[Dataset excerpts]
= Beginning of Section =

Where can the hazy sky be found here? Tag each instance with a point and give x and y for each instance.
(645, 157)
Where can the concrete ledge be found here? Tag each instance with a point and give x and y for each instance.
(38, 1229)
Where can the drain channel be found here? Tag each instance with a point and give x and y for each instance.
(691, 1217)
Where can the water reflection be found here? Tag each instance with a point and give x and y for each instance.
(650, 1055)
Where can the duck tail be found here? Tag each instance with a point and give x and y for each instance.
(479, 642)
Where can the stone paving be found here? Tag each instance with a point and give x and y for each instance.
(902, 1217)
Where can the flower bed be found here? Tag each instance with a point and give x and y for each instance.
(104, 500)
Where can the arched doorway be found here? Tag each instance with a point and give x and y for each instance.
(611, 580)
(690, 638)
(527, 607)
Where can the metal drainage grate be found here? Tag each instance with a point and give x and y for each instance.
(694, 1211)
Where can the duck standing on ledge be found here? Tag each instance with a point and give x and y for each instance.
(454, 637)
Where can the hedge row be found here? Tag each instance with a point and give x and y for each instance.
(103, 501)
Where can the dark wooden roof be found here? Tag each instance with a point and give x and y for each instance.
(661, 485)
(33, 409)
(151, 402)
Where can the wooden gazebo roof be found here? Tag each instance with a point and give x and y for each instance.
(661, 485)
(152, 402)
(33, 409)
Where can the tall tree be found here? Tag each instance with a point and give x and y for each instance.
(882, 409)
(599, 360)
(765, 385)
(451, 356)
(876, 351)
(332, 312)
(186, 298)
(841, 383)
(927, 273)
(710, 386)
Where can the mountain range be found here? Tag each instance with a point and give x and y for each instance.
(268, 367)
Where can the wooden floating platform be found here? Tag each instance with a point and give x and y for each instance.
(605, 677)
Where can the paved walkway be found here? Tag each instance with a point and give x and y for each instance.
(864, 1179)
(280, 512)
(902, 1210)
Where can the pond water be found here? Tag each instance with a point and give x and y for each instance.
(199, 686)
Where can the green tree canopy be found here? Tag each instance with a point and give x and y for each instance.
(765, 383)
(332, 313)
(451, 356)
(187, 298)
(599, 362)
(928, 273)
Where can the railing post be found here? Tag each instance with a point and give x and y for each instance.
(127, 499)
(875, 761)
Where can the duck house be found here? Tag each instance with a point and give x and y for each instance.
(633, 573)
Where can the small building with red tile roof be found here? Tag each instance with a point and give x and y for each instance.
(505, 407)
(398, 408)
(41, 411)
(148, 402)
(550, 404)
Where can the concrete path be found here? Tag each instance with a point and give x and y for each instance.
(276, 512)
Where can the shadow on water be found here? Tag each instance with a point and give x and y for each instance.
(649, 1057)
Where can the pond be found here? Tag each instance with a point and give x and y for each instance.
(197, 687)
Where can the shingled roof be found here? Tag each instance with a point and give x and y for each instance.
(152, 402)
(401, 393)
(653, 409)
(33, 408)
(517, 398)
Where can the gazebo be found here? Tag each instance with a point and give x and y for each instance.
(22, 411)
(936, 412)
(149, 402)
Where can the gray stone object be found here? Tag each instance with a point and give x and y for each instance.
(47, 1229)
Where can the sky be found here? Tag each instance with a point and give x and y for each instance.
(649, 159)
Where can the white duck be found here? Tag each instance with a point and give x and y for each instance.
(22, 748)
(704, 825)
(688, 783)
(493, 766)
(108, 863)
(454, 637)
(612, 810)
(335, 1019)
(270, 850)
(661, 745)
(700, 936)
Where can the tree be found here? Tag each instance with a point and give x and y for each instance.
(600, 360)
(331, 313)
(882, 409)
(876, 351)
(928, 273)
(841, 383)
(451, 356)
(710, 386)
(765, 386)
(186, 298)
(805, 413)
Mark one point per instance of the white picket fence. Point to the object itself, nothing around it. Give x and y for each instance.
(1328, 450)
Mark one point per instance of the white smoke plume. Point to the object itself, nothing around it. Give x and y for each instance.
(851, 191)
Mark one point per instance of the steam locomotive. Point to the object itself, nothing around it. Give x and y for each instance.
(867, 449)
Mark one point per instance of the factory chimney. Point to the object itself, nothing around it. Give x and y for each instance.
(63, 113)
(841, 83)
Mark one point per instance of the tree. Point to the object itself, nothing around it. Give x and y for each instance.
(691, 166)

= End of Section =

→ **WHAT IS EXPECTED**:
The line containing "Mark one point per instance of the white picket" and every line after it, through the last one above, should be written out word for word.

→ **FINAL ANSWER**:
Mark one point per instance of the white picket fence. Point to the object itself, nothing around it. Give x and y for each instance.
(1328, 450)
Mark one point per instance of the white smoke plume. Point to the object itself, nothing around it. Give x and y for each instance.
(851, 191)
Mark one point per instance of the steam locomotive. Point to the object itself, nothing around it. Give x and y for each instance.
(867, 449)
Mark one point per instance of the factory chimney. Point to the object itself, nothing around it. Give x and y for each instance.
(63, 113)
(841, 83)
Mark one point per instance of the tree. Point to the object itself, nothing around it. Give x and y for each instance.
(691, 166)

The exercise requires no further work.